▶ **SHORT EXERCISE**
Without the images, write out all of the following entries exactly.

****

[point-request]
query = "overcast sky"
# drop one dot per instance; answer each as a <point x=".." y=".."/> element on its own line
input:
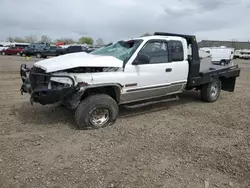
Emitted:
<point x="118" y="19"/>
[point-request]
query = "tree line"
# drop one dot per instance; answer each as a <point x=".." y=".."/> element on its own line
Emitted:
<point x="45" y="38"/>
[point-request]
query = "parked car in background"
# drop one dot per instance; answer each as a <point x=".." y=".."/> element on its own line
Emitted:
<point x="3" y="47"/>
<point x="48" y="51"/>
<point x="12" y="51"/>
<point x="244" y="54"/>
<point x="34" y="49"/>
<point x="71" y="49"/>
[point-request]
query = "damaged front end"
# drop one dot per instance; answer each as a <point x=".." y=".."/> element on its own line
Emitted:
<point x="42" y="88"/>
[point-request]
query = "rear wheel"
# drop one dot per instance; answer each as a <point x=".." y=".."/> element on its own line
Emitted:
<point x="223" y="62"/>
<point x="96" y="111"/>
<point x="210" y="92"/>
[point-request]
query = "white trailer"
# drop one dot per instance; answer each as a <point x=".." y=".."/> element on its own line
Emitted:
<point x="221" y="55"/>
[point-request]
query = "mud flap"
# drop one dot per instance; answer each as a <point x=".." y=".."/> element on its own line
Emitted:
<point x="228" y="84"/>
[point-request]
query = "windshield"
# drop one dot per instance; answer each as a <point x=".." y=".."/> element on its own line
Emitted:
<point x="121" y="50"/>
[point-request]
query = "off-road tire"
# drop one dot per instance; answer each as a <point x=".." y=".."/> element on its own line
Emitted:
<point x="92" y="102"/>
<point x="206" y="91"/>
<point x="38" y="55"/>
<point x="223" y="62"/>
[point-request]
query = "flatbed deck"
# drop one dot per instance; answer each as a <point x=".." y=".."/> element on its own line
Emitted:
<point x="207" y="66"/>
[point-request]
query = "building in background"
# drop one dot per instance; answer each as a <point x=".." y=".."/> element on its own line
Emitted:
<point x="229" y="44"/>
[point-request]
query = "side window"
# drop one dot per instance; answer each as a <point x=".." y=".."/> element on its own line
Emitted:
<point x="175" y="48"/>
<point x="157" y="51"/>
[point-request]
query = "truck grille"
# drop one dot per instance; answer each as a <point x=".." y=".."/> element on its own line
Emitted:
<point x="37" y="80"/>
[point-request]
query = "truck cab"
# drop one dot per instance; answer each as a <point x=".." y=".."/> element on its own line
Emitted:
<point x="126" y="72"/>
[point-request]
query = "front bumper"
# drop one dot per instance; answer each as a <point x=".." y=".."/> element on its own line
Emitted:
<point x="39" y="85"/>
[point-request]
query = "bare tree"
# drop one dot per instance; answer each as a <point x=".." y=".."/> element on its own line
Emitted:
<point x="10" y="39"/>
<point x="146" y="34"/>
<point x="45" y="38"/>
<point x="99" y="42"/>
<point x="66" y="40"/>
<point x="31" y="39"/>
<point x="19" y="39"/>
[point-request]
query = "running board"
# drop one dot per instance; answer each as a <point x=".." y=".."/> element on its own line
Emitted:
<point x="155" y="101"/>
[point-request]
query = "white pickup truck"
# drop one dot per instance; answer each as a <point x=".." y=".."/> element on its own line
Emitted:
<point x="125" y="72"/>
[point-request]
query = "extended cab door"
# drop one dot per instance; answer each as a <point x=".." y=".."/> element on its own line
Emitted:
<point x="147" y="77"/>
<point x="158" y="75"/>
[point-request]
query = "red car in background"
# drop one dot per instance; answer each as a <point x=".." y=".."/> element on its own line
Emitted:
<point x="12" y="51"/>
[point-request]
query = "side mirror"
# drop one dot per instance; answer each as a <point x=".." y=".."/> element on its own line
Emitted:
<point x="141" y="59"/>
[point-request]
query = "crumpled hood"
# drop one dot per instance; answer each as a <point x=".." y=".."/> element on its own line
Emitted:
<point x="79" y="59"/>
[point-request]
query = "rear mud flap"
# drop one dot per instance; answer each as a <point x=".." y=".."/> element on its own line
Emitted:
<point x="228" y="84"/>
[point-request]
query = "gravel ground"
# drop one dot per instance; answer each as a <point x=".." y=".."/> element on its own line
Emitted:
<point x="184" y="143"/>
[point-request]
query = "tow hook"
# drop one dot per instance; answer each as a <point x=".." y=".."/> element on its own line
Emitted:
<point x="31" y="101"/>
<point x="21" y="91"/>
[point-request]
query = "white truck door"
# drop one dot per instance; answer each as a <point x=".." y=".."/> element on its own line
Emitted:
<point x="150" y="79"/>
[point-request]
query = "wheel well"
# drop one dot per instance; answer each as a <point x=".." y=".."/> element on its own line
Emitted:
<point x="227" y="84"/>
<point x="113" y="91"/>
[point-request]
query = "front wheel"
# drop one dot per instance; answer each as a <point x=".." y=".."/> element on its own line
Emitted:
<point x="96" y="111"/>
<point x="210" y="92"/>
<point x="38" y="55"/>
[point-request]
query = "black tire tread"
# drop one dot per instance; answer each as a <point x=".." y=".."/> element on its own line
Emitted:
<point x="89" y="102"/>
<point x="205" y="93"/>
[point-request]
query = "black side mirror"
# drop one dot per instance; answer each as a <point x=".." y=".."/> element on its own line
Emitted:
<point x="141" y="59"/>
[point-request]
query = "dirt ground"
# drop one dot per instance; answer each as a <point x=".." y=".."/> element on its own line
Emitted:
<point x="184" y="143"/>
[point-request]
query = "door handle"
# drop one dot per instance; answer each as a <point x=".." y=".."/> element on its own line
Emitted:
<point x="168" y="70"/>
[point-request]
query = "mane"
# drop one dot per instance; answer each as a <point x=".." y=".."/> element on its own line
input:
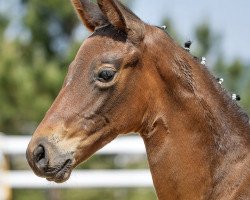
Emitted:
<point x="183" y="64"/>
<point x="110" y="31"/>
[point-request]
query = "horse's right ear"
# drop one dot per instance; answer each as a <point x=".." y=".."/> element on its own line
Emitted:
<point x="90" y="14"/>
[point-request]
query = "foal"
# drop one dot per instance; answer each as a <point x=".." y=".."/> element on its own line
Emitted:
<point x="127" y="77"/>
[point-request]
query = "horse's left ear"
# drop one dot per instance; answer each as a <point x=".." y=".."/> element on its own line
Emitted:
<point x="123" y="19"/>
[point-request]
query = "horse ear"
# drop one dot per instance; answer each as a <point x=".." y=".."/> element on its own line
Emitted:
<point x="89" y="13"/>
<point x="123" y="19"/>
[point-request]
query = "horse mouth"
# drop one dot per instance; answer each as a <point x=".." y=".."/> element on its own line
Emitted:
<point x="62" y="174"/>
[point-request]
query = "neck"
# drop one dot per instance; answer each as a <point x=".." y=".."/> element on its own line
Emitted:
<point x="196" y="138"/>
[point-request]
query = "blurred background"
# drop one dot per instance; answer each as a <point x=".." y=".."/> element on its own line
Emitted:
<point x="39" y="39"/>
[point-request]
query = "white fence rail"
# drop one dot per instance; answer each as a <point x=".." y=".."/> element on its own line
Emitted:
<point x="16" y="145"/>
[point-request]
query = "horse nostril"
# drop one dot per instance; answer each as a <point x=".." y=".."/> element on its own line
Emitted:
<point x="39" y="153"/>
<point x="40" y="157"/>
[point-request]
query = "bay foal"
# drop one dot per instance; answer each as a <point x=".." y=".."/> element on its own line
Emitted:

****

▶ **TASK ANSWER**
[point-request]
query = "overcast sky"
# drop one dot per instance; answer each as a <point x=".." y=".."/> element on its own line
input:
Emitted:
<point x="118" y="19"/>
[point-request]
query = "tree line"
# drop one dot per instance; answer each as a <point x=".." y=".."/> element on its own line
Emitted:
<point x="45" y="38"/>
[point-request]
query = "parked car in background"
# drop one dot per instance; answer each as a <point x=".." y=".."/> element on its own line
Emitted:
<point x="3" y="47"/>
<point x="48" y="51"/>
<point x="12" y="51"/>
<point x="244" y="54"/>
<point x="34" y="49"/>
<point x="71" y="49"/>
[point-request]
query = "damaged front end"
# drop one dot per instance; answer each as a <point x=".." y=".."/> element on its own line
Emitted:
<point x="42" y="88"/>
[point-request]
query = "rear wheel"
# drop one dot per instance; answer each as a <point x=".." y=".."/> element on its own line
Emitted:
<point x="223" y="62"/>
<point x="96" y="111"/>
<point x="210" y="92"/>
[point-request]
query = "white trailer"
# drop one dot per instance; answer each as a <point x=".." y=".."/> element on its own line
Emitted:
<point x="221" y="55"/>
[point-request]
query = "mud flap"
# drop one dot per instance; answer each as a <point x=".." y=".."/> element on its own line
Emitted:
<point x="228" y="84"/>
[point-request]
query = "windshield"
# drop one dot per instance; answer each as a <point x=".." y=".."/> element on its own line
Emitted:
<point x="121" y="50"/>
[point-request]
query = "off-road tire"
# drop one dot per instance; answer each as a <point x=".." y=".."/> element on its own line
Emitted:
<point x="92" y="102"/>
<point x="206" y="91"/>
<point x="38" y="55"/>
<point x="223" y="62"/>
[point-request]
query = "flatbed deck"
# drop one dot per instance; answer each as a <point x=".." y=".."/> element on its own line
Emitted:
<point x="207" y="66"/>
[point-request]
query = "building in background"
# drop one dot per instance; answer each as a <point x=".." y=".."/> element on its own line
Emitted:
<point x="229" y="44"/>
[point-request]
query = "side window"
# drop one dot per instance; answer each as a <point x=".." y=".."/> element on its own line
Emitted:
<point x="175" y="48"/>
<point x="157" y="51"/>
[point-request]
query = "truck grille"
# drop one dot per instance; answer each as a <point x=".." y=".."/> element on its own line
Emitted:
<point x="37" y="80"/>
[point-request]
query = "truck cab"
# drop one dot per instance; answer each as a <point x=".." y=".."/> element on its own line
Emitted:
<point x="126" y="72"/>
[point-request]
query = "front bumper"
# drop one dot per instance; answer each as a <point x=".." y=".."/> element on its own line
Emitted:
<point x="39" y="85"/>
[point-request]
query = "bare tree"
# drop one dot per instance; answer each as a <point x=".." y=".."/> element on its own line
Emitted:
<point x="10" y="39"/>
<point x="146" y="34"/>
<point x="45" y="38"/>
<point x="99" y="42"/>
<point x="66" y="40"/>
<point x="31" y="39"/>
<point x="19" y="39"/>
[point-request]
query = "running board"
# drop one dot per instance; answer each as a <point x=".." y=".."/> element on its own line
Emitted:
<point x="155" y="101"/>
[point-request]
query = "white pickup truck"
# drop one dot per instance; answer each as a <point x=".." y=".."/> element on its own line
Emitted:
<point x="125" y="72"/>
[point-request]
query = "extended cab door"
# drop one dot per instance; answer each as a <point x=".." y=".."/> element on its own line
Emitted:
<point x="147" y="77"/>
<point x="158" y="75"/>
[point-request]
query = "red car in background"
# drop one dot per instance; answer each as a <point x=".." y=".."/> element on its own line
Emitted:
<point x="12" y="51"/>
[point-request]
query = "side mirror"
# drop one dot per instance; answer each as a <point x=".." y=".."/> element on its own line
Emitted:
<point x="141" y="59"/>
[point-request]
query = "crumpled hood"
# drop one dot per instance; answer each as a <point x=".." y=".."/> element on its own line
Emitted:
<point x="79" y="59"/>
[point-request]
query = "rear mud flap"
# drop one dot per instance; answer each as a <point x=".." y=".."/> element on its own line
Emitted:
<point x="228" y="84"/>
[point-request]
query = "gravel ground"
# drop one dot per instance; answer each as a <point x=".." y=".."/> element on its own line
Emitted:
<point x="184" y="143"/>
[point-request]
query = "tow hook"
# drop one dot per instance; answer each as a <point x=".." y=".."/> element on its own line
Emitted:
<point x="31" y="101"/>
<point x="21" y="91"/>
[point-request]
query = "white truck door"
# drop one dot per instance; answer each as a <point x=".." y=".."/> element on its own line
Emitted:
<point x="150" y="79"/>
[point-request]
query = "wheel well"
# drop one dot per instance; answer each as a <point x=".." y=".."/> element on its own line
Emitted:
<point x="227" y="84"/>
<point x="113" y="91"/>
[point-request]
query = "front wheel"
# drop one dot per instance; answer each as a <point x=".." y=".."/> element on its own line
Emitted:
<point x="96" y="111"/>
<point x="210" y="92"/>
<point x="38" y="55"/>
[point-request]
query = "black tire tread"
# drop one dot per instance; answer each as a <point x=".." y=".."/> element on its own line
Emitted:
<point x="89" y="102"/>
<point x="205" y="93"/>
[point-request]
query = "black side mirror"
# drop one dot per instance; answer each as a <point x=".." y=".."/> element on its own line
Emitted:
<point x="141" y="59"/>
[point-request]
query = "dirt ground"
# drop one dot per instance; answer each as a <point x=".." y=".."/> element on its own line
Emitted:
<point x="184" y="143"/>
[point-request]
query = "door handle"
# drop one dot per instance; answer each as a <point x=".." y=".."/> element on its own line
Emitted:
<point x="168" y="70"/>
[point-request]
query = "mane"
# drop one dot per instance; answer each as a <point x=".." y=".."/> element on its own line
input:
Emitted:
<point x="183" y="64"/>
<point x="110" y="31"/>
[point-request]
query = "horse's right ear"
# drop one dot per instance; answer each as a <point x=".." y=".."/> element on its own line
Emitted:
<point x="90" y="14"/>
[point-request]
query = "foal"
# drop one dot per instance; answer each as a <point x=".." y=".."/> element on its own line
Emitted:
<point x="127" y="77"/>
[point-request]
query = "horse's left ear"
# drop one dot per instance; answer each as a <point x=".." y=".."/> element on its own line
Emitted:
<point x="123" y="19"/>
[point-request]
query = "horse ear"
# drop one dot per instance; answer each as a <point x=".." y=".."/> element on its own line
Emitted:
<point x="89" y="13"/>
<point x="123" y="19"/>
[point-request]
query = "horse mouth"
# drop one dot per instance; answer each as a <point x=".." y=".."/> element on its own line
Emitted:
<point x="62" y="174"/>
[point-request]
query = "neck"
# drop one dot per instance; answer each as a <point x=".." y=".."/> element on its own line
Emitted:
<point x="196" y="138"/>
[point-request]
query = "blurred background"
# drop one dot per instance; answer each as a <point x=".." y=".."/> element on its own line
Emitted:
<point x="39" y="39"/>
[point-request]
query = "white fence rail"
# drop one dot per instance; answer each as a <point x=".." y=".."/> element on its own line
Emitted:
<point x="16" y="145"/>
[point-request]
query = "horse nostril"
# drop one dot per instance; answer each as a <point x=".." y=".."/> element on its own line
Emitted:
<point x="39" y="153"/>
<point x="40" y="157"/>
[point-request]
query = "bay foal"
# drop one dot per instance; answer each as a <point x=".." y=".."/> element on its own line
Emitted:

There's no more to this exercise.